- **What you have to do**: Below is some data. Retype exactly the lines starting at the one with "box: [319, 9, 347, 21]" and ending at the one with "positive clicks: (81, 193) (81, 194)".

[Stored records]
-- Opening Marker --

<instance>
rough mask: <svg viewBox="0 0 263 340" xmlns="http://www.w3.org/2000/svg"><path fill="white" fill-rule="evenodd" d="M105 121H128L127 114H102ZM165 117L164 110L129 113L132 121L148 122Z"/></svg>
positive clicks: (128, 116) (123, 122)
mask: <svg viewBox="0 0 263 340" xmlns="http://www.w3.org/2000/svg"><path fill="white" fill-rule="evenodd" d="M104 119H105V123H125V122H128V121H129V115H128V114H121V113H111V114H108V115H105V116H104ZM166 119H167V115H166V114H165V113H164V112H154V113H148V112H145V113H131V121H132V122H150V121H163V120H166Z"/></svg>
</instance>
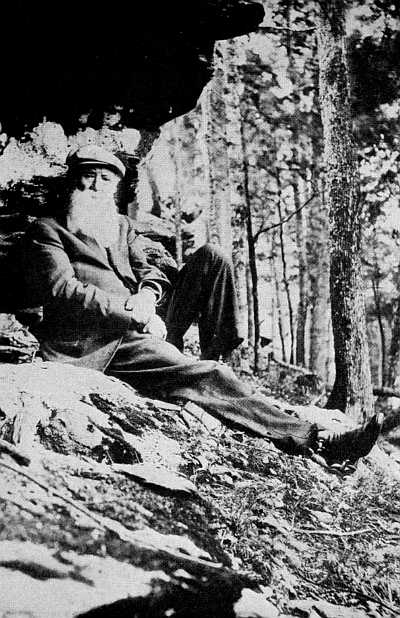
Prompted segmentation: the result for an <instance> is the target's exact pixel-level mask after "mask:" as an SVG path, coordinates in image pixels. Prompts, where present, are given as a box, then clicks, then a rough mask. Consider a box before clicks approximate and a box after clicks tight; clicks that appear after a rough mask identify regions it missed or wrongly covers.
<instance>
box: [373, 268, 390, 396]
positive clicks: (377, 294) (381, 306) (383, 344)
mask: <svg viewBox="0 0 400 618" xmlns="http://www.w3.org/2000/svg"><path fill="white" fill-rule="evenodd" d="M372 291H373V293H374V301H375V311H376V319H377V321H378V329H379V338H380V344H381V346H380V347H381V385H382V386H386V383H387V373H386V335H385V326H384V324H383V315H382V305H381V292H380V289H379V283H378V281H374V279H373V280H372Z"/></svg>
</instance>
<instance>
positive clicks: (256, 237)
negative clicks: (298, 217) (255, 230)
mask: <svg viewBox="0 0 400 618" xmlns="http://www.w3.org/2000/svg"><path fill="white" fill-rule="evenodd" d="M315 196H316V193H313V194H312V195H311V197H309V198H308V200H306V201H305V202H304V204H302V205H301V206H300V208H297V209H296V210H294V211H293V212H291V213H290V215H288V216H287V217H286V218H285V219H282V221H279V222H278V223H274V224H273V225H270V226H269V227H265V228H261V229H260V230H258V231H257V232H256V233H255V234H254V242H257V240H258V238H259V236H261V234H266V233H267V232H270V231H271V230H273V229H275V228H276V227H281V226H282V225H283V224H284V223H287V222H288V221H290V219H291V218H292V217H294V216H295V215H296V214H297V213H298V212H300V211H301V210H303V208H305V207H306V206H308V204H309V203H310V202H311V201H312V200H313V199H314V197H315Z"/></svg>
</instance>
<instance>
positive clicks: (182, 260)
mask: <svg viewBox="0 0 400 618" xmlns="http://www.w3.org/2000/svg"><path fill="white" fill-rule="evenodd" d="M180 129H181V125H180V121H179V119H178V118H177V119H176V120H174V129H173V130H174V137H173V145H174V162H175V211H174V222H175V247H176V263H177V264H178V267H179V268H181V267H182V265H183V242H182V187H183V170H182V143H181V137H180Z"/></svg>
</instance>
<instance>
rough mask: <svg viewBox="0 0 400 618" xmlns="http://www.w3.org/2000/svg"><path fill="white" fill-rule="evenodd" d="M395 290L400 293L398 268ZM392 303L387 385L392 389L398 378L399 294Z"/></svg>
mask: <svg viewBox="0 0 400 618" xmlns="http://www.w3.org/2000/svg"><path fill="white" fill-rule="evenodd" d="M397 288H398V290H399V292H400V266H399V268H398V272H397ZM399 292H398V297H397V300H396V302H395V303H394V307H393V312H394V318H393V326H392V337H391V340H390V349H389V359H388V372H387V385H388V386H390V387H391V388H393V387H394V386H396V385H397V384H396V380H397V378H398V377H399V376H400V293H399Z"/></svg>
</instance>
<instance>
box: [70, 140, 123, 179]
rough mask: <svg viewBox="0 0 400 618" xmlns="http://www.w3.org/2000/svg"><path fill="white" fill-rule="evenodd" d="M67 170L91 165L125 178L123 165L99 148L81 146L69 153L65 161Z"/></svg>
mask: <svg viewBox="0 0 400 618" xmlns="http://www.w3.org/2000/svg"><path fill="white" fill-rule="evenodd" d="M66 164H67V166H68V167H69V168H76V167H80V166H81V165H91V166H93V167H107V168H108V169H111V170H112V171H113V172H116V173H117V174H119V175H120V176H125V171H126V170H125V165H124V164H123V163H122V161H121V160H120V159H118V157H116V156H115V155H113V154H112V153H111V152H109V151H108V150H105V148H102V147H101V146H95V145H89V146H82V148H78V150H74V151H73V152H70V153H69V155H68V156H67V159H66Z"/></svg>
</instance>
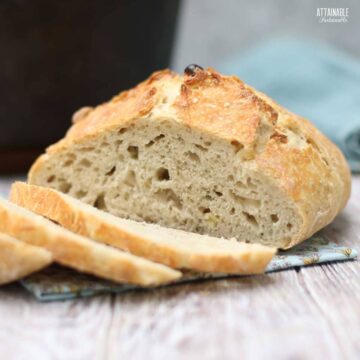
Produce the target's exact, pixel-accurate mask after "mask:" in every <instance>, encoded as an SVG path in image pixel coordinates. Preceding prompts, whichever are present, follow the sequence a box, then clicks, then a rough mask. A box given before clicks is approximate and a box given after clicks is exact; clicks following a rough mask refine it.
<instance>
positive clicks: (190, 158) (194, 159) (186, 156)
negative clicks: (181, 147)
mask: <svg viewBox="0 0 360 360" xmlns="http://www.w3.org/2000/svg"><path fill="white" fill-rule="evenodd" d="M184 155H185V156H186V157H188V158H189V159H190V160H191V161H194V162H197V163H199V162H200V158H199V155H198V154H196V153H194V152H192V151H187V152H186V153H185V154H184Z"/></svg>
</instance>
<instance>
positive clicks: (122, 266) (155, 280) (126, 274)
mask: <svg viewBox="0 0 360 360" xmlns="http://www.w3.org/2000/svg"><path fill="white" fill-rule="evenodd" d="M0 231H2V232H4V233H6V234H9V235H11V236H14V237H16V238H18V239H19V240H22V241H24V242H26V243H29V244H32V245H35V246H39V247H43V248H45V249H47V250H48V251H49V252H50V253H51V254H52V256H53V258H54V260H55V261H56V262H58V263H60V264H62V265H65V266H69V267H71V268H73V269H76V270H79V271H83V272H86V273H89V274H93V275H97V276H99V277H102V278H105V279H109V280H113V281H117V282H121V283H131V284H138V285H143V286H151V285H159V284H164V283H168V282H171V281H174V280H176V279H178V278H180V277H181V273H180V272H179V271H176V270H173V269H170V268H168V267H167V266H164V265H161V264H156V263H154V262H151V261H149V260H146V259H143V258H140V257H137V256H134V255H131V254H128V253H125V252H123V251H120V250H117V249H114V248H111V247H109V246H106V245H103V244H99V243H97V242H95V241H92V240H90V239H87V238H85V237H83V236H80V235H77V234H74V233H72V232H70V231H69V230H66V229H64V228H62V227H60V226H58V225H56V224H54V223H52V222H51V221H50V220H47V219H45V218H43V217H41V216H39V215H37V214H35V213H32V212H31V211H29V210H26V209H24V208H22V207H19V206H17V205H15V204H13V203H10V202H8V201H6V200H2V199H0Z"/></svg>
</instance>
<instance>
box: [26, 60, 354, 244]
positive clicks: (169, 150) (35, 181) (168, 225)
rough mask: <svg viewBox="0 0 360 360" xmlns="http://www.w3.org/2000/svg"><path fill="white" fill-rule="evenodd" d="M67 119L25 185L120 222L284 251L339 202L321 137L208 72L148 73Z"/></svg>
mask: <svg viewBox="0 0 360 360" xmlns="http://www.w3.org/2000/svg"><path fill="white" fill-rule="evenodd" d="M73 120H74V124H73V126H72V127H71V128H70V130H69V131H68V132H67V134H66V136H65V138H64V139H62V140H60V141H59V142H58V143H57V144H55V145H53V146H51V147H50V148H48V149H47V151H46V154H44V155H42V156H41V157H40V158H39V159H38V160H37V161H36V163H35V164H34V165H33V167H32V168H31V171H30V173H29V182H30V183H31V184H35V185H41V186H45V187H51V188H54V189H57V190H60V191H61V192H64V193H68V194H70V195H71V196H73V197H76V198H78V199H80V200H82V201H84V202H86V203H88V204H91V205H94V206H95V207H97V208H99V209H101V210H104V211H107V212H110V213H112V214H114V215H116V216H119V217H124V218H129V219H133V220H138V221H146V222H151V223H158V224H161V225H164V226H168V227H173V228H178V229H183V230H187V231H191V232H198V233H202V234H209V235H212V236H216V237H225V238H232V237H235V238H236V239H238V240H239V241H248V242H255V243H257V242H258V243H262V244H266V245H271V246H274V247H280V248H289V247H291V246H293V245H295V244H297V243H299V242H300V241H302V240H304V239H306V238H308V237H309V236H311V235H312V234H313V233H314V232H316V231H318V230H319V229H321V228H322V227H324V226H325V225H327V224H328V223H330V222H331V221H332V220H333V219H334V217H335V216H336V214H338V213H339V211H340V210H341V209H342V208H343V207H344V206H345V204H346V202H347V200H348V198H349V194H350V172H349V168H348V165H347V163H346V161H345V159H344V157H343V155H342V153H341V152H340V150H339V149H338V148H337V147H336V146H335V145H334V144H333V143H332V142H331V141H330V140H328V139H327V138H326V137H325V136H324V135H323V134H321V133H320V131H319V130H317V129H316V128H315V127H314V126H313V125H312V124H311V123H310V122H309V121H307V120H305V119H303V118H301V117H299V116H297V115H295V114H293V113H291V112H289V111H288V110H286V109H284V108H283V107H281V106H279V105H278V104H276V103H275V102H274V101H272V100H271V99H269V98H268V97H267V96H265V95H263V94H261V93H259V92H257V91H256V90H254V89H252V88H251V87H249V86H248V85H246V84H244V83H243V82H242V81H241V80H239V79H237V78H236V77H229V76H223V75H221V74H219V73H217V72H216V71H215V70H213V69H207V70H203V69H202V68H200V67H196V66H191V67H189V68H187V69H186V72H185V74H184V76H179V75H177V74H175V73H173V72H171V71H168V70H165V71H161V72H157V73H155V74H153V75H152V76H151V77H150V78H149V79H147V80H146V81H145V82H143V83H141V84H140V85H138V86H137V87H135V88H134V89H132V90H129V91H125V92H122V93H121V94H119V95H118V96H116V97H114V98H113V99H112V100H111V101H109V102H108V103H105V104H102V105H100V106H97V107H96V108H85V109H82V110H81V111H79V112H78V113H76V114H75V115H74V118H73Z"/></svg>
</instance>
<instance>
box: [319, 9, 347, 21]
mask: <svg viewBox="0 0 360 360" xmlns="http://www.w3.org/2000/svg"><path fill="white" fill-rule="evenodd" d="M316 17H317V18H318V19H319V23H347V22H348V21H349V8H317V10H316Z"/></svg>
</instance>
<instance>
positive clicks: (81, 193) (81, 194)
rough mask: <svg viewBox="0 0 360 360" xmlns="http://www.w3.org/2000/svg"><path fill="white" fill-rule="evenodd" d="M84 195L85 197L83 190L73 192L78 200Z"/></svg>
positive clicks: (83, 196)
mask: <svg viewBox="0 0 360 360" xmlns="http://www.w3.org/2000/svg"><path fill="white" fill-rule="evenodd" d="M86 195H87V192H86V191H83V190H78V191H76V192H75V197H76V198H78V199H82V198H83V197H85V196H86Z"/></svg>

-- Closing Marker --

- **Exercise solution**:
box: [319, 9, 347, 21]
mask: <svg viewBox="0 0 360 360" xmlns="http://www.w3.org/2000/svg"><path fill="white" fill-rule="evenodd" d="M316 17H317V18H318V19H319V23H347V22H348V21H349V8H317V10H316Z"/></svg>
</instance>
<instance>
positive clicks: (81, 193) (81, 194)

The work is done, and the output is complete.